Rows from a data collection:
+===+
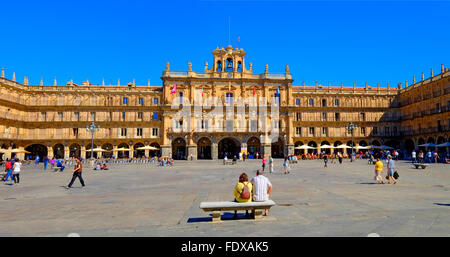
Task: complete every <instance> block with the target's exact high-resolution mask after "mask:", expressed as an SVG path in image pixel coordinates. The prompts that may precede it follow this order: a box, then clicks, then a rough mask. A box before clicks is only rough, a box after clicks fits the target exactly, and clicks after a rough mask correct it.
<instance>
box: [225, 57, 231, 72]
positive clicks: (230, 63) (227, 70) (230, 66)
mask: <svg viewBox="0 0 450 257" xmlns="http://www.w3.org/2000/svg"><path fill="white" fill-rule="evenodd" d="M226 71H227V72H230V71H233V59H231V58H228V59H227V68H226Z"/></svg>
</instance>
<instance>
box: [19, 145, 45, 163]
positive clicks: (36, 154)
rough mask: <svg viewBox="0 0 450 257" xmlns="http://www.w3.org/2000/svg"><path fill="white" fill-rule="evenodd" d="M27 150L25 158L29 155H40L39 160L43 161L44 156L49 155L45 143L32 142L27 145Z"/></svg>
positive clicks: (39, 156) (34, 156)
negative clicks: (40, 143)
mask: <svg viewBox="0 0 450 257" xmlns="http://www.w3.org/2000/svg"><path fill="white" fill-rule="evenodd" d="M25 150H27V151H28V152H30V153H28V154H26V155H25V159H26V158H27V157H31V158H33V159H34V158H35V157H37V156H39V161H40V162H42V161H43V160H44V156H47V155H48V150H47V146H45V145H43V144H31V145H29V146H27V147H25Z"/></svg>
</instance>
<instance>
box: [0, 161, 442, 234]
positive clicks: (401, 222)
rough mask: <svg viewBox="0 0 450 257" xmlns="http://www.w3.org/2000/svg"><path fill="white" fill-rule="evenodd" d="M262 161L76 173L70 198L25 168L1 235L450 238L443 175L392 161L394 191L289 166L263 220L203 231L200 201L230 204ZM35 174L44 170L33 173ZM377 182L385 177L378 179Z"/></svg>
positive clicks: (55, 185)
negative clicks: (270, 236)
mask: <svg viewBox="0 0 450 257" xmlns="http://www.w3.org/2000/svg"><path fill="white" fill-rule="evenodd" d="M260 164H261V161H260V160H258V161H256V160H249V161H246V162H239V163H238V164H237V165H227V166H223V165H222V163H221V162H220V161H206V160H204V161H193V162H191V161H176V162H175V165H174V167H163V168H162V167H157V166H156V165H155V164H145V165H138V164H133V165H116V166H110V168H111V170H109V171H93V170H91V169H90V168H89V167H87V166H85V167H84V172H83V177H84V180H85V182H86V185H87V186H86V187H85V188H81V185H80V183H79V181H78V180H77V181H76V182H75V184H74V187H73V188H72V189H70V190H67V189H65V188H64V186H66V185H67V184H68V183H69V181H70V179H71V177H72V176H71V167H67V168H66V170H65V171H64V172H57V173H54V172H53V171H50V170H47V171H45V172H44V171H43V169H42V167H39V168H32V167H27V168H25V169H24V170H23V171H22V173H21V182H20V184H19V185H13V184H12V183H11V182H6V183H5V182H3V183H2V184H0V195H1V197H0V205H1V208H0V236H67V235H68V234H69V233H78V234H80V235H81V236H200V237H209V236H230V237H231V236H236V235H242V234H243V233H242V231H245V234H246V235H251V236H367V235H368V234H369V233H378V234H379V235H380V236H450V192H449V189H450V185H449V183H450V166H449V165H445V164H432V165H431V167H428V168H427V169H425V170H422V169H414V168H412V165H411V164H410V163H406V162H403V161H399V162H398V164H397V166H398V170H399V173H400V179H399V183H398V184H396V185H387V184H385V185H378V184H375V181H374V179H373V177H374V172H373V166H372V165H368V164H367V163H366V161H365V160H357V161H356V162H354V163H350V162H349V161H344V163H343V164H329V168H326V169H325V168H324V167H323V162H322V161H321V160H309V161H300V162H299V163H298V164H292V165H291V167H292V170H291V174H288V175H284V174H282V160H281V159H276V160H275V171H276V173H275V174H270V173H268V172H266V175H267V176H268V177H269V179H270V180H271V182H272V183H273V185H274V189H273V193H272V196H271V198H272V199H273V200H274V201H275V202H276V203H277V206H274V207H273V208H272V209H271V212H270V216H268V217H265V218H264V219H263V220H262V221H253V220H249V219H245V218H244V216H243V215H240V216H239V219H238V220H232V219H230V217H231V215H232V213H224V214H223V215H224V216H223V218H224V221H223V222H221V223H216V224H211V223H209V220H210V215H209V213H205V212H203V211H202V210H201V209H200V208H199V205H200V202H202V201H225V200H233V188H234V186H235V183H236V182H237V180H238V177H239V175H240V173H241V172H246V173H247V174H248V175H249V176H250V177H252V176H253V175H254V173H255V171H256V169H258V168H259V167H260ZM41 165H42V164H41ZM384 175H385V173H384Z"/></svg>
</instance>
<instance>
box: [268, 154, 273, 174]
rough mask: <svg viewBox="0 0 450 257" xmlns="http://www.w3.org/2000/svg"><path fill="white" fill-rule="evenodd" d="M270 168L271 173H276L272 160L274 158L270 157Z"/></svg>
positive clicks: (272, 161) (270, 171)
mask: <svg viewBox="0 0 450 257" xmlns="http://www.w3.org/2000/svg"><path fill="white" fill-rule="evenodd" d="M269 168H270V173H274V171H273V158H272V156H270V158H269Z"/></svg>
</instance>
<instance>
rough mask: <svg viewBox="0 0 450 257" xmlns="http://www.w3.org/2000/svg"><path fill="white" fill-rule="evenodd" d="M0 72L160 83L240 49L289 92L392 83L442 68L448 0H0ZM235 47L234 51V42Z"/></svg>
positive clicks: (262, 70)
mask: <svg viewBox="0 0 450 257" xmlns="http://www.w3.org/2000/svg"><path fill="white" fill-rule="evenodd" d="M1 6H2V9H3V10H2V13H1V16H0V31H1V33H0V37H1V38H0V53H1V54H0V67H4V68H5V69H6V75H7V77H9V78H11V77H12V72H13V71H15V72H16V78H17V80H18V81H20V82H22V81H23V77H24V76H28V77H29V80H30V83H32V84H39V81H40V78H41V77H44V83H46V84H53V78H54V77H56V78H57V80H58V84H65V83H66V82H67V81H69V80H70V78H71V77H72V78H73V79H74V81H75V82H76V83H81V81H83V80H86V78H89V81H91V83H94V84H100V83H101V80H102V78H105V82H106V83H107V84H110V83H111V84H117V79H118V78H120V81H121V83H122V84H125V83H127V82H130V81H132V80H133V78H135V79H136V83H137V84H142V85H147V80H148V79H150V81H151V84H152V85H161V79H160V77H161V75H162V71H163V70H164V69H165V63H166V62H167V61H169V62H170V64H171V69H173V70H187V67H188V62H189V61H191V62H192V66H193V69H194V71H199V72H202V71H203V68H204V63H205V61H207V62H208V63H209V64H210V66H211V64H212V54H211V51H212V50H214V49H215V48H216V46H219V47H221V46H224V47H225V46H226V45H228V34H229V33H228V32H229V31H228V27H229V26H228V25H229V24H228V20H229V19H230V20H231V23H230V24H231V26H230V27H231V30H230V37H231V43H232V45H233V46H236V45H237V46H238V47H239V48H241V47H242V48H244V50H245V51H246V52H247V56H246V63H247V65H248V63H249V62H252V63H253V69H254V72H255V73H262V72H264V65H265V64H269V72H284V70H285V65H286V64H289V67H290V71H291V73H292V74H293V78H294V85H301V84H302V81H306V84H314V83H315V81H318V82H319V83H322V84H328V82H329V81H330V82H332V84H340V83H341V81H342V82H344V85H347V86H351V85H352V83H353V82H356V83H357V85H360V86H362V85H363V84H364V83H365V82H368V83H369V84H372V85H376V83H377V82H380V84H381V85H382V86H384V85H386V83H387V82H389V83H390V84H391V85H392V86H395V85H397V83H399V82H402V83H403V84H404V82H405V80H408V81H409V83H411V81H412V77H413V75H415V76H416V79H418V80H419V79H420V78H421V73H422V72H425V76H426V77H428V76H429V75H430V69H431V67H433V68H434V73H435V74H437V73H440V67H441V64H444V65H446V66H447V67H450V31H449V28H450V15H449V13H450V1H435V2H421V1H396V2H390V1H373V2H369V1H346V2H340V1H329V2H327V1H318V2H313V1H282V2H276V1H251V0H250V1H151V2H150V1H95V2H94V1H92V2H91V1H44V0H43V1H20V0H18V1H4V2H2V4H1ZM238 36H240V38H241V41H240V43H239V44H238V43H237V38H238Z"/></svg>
+===+
Activity: Recast everything above from the line containing "negative clicks: (40, 143)" down to the line containing "positive clicks: (55, 185)" as a Markdown table with the columns "No." and "Line", skipping blank lines.

Solution for this problem:
| No. | Line |
|---|---|
| 1 | negative clicks: (40, 143) |
| 2 | mask: <svg viewBox="0 0 450 257" xmlns="http://www.w3.org/2000/svg"><path fill="white" fill-rule="evenodd" d="M25 150H27V151H28V152H30V153H28V154H26V155H25V159H26V158H27V157H31V158H33V159H34V158H35V157H37V156H39V161H40V162H42V161H43V160H44V156H47V155H48V150H47V146H45V145H43V144H31V145H29V146H27V147H25Z"/></svg> |
| 3 | </instance> |
| 4 | <instance> |
| 5 | box: [0, 161, 442, 234] |
| 6 | positive clicks: (401, 222) |
| 7 | rough mask: <svg viewBox="0 0 450 257" xmlns="http://www.w3.org/2000/svg"><path fill="white" fill-rule="evenodd" d="M262 161L76 173L70 198L25 168L1 235L450 238L443 175L392 161L394 191L289 166L263 220L203 231L200 201L230 204ZM35 174L44 170L33 173ZM377 182L385 177L378 179Z"/></svg> |
| 8 | positive clicks: (55, 185) |